_EXERCISE TASK_
Reproduce verbatim the data below, from the line containing "Practice. Find the ostrich neck" through the line containing "pixel 630 141", both lines included.

[BEGIN TASK INPUTS]

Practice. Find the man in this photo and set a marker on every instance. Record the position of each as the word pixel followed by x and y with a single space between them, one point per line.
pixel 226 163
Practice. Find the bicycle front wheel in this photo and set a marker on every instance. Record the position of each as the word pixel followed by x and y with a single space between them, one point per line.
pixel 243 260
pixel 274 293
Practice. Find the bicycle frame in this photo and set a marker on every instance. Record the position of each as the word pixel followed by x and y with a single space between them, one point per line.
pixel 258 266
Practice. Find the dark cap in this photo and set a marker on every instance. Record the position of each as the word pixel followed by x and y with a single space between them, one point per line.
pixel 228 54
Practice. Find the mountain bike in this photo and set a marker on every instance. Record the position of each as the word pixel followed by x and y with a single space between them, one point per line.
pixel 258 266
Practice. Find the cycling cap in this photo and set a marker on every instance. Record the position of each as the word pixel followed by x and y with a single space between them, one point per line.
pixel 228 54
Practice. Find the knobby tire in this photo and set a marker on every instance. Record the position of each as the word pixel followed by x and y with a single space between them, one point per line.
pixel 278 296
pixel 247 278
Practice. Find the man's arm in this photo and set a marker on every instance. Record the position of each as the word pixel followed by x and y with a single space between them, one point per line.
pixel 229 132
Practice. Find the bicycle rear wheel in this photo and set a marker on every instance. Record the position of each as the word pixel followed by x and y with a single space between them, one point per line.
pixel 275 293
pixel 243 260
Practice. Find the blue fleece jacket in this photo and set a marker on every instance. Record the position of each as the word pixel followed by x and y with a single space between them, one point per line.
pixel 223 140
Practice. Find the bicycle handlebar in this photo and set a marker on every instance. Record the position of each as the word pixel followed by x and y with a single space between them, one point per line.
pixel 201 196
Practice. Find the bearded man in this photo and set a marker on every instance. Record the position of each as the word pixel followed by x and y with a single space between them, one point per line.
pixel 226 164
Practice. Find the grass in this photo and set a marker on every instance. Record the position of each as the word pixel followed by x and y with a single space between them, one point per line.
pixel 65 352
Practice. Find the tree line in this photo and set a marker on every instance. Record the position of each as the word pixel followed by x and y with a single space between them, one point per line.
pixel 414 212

[END TASK INPUTS]
[BEGIN TASK INPUTS]

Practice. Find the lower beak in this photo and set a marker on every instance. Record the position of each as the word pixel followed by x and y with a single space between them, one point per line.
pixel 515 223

[END TASK INPUTS]
[BEGIN TASK INPUTS]

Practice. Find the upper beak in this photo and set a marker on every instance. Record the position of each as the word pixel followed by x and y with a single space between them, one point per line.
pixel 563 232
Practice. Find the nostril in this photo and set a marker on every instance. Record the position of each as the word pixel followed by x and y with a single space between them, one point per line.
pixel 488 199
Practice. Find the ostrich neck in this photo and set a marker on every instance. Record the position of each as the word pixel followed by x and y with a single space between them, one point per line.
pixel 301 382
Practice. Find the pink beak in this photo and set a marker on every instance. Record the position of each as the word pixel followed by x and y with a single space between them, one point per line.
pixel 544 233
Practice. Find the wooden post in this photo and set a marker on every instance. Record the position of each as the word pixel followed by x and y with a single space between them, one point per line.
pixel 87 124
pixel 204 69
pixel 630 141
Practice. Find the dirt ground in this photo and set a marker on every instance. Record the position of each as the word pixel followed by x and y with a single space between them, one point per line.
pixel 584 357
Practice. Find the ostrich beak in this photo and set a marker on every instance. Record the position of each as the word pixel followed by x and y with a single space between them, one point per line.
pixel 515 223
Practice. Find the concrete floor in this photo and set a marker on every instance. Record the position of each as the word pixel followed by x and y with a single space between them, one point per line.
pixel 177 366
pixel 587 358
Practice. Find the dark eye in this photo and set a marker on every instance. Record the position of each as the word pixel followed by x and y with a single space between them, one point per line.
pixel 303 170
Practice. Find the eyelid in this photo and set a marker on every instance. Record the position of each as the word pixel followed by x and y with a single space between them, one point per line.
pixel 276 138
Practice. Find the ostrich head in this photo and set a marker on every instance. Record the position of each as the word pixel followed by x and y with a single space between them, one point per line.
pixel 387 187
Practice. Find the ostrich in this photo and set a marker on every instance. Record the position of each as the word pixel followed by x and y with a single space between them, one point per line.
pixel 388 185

[END TASK INPUTS]

_OUTPUT OF THE EXERCISE_
Practice. Find the ostrich neck in this photo and set a marker on every instance. Record the position of each as the word pixel followed by x and y with a single space between them, one point per line.
pixel 301 382
Practice. Find the pink beak in this photo and set a marker on every instance. Record the position of each as the word pixel followed by x and y with a single space between them, one point per line.
pixel 544 233
Practice. Find the wooden post in this photo and set a marker on every instance. Record the position of each as the word pixel followed by x and y with a single space between them, one point per line.
pixel 87 124
pixel 204 69
pixel 630 141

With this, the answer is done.